> **CHALLENGE**:
Identify every line in the records that contains the string "mast", and copy each of those lines.

[DATASET RECORDS start]

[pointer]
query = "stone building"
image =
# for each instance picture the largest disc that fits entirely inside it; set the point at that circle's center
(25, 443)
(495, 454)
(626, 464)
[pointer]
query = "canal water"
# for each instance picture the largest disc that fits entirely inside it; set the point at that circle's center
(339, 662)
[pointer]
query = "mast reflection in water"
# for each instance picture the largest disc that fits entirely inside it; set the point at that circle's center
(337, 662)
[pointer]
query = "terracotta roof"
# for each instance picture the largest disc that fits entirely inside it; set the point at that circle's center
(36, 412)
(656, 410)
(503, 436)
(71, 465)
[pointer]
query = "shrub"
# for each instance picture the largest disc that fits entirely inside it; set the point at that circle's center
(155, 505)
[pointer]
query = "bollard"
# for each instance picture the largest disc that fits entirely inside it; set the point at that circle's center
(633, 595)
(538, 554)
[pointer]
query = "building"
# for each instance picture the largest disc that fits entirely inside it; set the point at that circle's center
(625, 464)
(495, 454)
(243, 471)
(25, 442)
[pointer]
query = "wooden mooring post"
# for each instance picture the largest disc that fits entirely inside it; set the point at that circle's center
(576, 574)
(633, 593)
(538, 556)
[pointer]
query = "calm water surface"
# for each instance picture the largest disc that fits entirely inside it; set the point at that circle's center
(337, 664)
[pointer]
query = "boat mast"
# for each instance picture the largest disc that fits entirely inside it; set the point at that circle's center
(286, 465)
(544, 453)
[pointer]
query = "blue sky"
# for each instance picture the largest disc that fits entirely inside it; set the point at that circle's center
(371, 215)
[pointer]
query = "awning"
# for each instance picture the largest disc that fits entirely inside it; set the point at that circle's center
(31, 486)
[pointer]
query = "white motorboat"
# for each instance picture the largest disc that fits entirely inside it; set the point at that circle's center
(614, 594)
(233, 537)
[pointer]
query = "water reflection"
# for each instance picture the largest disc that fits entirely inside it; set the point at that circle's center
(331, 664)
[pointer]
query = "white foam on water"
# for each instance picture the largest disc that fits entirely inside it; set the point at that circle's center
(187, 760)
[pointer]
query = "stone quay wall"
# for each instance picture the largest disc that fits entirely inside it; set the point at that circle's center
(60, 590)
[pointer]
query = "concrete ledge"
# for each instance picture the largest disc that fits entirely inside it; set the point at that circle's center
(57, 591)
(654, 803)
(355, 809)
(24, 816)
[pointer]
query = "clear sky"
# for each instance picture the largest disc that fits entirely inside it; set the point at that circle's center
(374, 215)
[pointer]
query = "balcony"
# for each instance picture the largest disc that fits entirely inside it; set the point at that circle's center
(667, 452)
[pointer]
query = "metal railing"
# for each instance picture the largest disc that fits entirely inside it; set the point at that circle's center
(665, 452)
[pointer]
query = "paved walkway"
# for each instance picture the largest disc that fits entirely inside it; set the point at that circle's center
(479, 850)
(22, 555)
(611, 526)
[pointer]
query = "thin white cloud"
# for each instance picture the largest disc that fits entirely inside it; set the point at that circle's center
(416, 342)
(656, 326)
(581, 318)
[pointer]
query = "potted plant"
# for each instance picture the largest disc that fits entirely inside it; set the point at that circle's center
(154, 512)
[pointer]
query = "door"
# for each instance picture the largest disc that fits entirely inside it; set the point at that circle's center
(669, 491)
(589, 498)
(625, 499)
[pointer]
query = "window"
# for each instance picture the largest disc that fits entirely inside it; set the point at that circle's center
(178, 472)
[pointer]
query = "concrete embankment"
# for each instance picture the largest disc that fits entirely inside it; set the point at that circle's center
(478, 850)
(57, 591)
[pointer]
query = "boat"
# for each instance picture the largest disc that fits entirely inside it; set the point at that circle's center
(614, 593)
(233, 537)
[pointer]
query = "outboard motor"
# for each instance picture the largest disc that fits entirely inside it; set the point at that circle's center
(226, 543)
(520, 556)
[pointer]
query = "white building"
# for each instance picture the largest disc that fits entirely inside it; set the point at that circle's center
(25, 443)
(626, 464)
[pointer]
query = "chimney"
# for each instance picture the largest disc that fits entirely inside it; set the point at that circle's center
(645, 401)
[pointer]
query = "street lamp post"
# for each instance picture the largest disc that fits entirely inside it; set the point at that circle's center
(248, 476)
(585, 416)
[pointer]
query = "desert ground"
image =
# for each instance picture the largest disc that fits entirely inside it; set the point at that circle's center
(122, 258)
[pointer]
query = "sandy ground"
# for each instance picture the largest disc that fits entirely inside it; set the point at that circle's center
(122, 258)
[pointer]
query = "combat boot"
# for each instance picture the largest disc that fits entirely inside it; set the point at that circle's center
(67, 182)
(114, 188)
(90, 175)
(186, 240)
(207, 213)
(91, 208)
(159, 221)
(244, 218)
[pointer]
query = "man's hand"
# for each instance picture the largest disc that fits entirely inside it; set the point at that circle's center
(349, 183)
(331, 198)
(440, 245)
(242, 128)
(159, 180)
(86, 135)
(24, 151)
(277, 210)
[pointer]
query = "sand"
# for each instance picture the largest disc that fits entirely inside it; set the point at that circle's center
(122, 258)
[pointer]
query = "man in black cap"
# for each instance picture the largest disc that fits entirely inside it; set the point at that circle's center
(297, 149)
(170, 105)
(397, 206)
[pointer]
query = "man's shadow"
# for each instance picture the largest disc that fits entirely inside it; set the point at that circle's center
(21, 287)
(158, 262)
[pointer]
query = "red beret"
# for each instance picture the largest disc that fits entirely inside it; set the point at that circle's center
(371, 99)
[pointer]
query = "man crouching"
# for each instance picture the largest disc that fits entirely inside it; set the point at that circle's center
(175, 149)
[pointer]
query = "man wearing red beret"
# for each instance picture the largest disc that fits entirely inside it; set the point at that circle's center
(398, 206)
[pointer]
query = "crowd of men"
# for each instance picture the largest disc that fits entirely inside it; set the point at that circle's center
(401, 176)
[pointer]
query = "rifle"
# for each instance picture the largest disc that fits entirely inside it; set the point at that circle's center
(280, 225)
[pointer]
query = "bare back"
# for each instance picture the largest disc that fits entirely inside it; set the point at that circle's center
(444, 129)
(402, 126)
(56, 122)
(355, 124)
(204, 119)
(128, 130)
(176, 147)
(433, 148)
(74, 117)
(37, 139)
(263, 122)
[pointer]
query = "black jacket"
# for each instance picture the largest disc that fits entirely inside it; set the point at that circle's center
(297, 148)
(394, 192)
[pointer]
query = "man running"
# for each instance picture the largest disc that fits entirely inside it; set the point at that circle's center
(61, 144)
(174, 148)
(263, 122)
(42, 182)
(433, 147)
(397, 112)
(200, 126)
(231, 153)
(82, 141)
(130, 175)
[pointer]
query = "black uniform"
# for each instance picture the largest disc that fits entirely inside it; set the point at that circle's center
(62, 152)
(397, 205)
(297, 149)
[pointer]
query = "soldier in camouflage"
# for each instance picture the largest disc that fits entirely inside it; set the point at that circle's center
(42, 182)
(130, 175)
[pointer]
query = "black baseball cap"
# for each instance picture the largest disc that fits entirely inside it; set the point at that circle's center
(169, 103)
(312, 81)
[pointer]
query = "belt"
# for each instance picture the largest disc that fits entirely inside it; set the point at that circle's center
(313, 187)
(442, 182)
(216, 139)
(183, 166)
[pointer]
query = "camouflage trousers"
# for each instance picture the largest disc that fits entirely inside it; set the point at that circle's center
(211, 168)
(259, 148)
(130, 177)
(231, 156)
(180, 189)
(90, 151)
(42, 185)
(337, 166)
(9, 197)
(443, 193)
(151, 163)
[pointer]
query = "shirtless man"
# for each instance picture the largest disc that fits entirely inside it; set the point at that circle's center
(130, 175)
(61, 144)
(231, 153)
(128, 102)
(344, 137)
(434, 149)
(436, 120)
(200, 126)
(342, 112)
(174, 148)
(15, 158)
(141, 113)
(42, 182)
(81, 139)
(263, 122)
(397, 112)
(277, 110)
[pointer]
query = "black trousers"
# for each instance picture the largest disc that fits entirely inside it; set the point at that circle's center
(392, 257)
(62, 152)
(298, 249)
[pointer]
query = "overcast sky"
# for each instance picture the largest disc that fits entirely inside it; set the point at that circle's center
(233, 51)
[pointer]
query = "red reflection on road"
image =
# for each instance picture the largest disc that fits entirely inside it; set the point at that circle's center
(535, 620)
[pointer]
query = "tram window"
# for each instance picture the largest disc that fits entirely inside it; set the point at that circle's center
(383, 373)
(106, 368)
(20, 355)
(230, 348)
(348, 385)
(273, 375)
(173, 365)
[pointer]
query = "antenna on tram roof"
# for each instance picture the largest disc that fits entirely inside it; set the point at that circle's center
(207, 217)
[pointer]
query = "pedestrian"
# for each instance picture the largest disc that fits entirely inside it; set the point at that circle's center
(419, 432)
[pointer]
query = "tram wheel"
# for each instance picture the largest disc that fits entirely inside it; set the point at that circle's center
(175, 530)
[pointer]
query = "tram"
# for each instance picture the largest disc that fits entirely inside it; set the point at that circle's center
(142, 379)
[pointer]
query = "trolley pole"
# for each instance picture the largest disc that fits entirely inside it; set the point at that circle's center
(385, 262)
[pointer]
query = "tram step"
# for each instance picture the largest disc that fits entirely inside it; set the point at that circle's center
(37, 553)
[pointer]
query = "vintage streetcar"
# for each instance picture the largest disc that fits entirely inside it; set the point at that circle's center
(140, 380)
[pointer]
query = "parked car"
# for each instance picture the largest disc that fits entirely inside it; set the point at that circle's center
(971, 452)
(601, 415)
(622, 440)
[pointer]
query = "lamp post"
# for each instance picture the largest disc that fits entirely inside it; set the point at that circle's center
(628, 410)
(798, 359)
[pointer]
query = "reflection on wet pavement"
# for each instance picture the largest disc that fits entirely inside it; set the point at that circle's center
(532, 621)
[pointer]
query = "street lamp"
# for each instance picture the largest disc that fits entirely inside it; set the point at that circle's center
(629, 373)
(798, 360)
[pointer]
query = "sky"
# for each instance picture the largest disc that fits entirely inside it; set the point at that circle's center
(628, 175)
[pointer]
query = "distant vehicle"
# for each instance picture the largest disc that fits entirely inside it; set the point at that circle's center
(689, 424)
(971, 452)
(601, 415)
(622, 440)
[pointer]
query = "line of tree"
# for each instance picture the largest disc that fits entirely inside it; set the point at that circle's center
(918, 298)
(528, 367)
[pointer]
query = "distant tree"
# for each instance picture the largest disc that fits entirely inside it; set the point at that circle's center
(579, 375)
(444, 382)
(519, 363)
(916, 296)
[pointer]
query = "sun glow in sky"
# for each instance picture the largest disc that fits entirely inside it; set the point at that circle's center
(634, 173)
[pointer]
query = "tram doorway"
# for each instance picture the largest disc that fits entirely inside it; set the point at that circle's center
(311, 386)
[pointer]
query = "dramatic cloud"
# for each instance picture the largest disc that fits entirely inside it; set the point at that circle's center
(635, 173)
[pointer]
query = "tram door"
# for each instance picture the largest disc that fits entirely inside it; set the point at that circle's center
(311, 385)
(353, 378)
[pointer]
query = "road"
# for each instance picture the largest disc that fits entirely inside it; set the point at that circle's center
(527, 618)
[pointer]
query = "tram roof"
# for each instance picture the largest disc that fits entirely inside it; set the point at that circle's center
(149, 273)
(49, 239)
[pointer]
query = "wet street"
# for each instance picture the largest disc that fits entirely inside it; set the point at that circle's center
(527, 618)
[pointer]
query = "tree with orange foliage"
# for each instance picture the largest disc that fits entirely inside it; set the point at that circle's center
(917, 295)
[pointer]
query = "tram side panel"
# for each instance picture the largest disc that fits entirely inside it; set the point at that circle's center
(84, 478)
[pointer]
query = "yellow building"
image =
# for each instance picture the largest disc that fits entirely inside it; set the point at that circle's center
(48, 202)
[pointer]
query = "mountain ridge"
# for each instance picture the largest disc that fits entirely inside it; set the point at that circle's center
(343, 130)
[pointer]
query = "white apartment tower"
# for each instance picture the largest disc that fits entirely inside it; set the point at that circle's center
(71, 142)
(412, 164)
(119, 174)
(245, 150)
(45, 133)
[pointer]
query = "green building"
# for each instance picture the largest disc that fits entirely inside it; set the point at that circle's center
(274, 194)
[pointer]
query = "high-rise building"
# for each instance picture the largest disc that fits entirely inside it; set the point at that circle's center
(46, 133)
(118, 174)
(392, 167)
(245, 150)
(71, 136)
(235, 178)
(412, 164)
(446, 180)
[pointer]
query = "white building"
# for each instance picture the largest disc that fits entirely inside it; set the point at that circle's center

[DATASET RECORDS end]

> **TASK RESPONSE**:
query = "mast reflection in water"
query = "boat mast"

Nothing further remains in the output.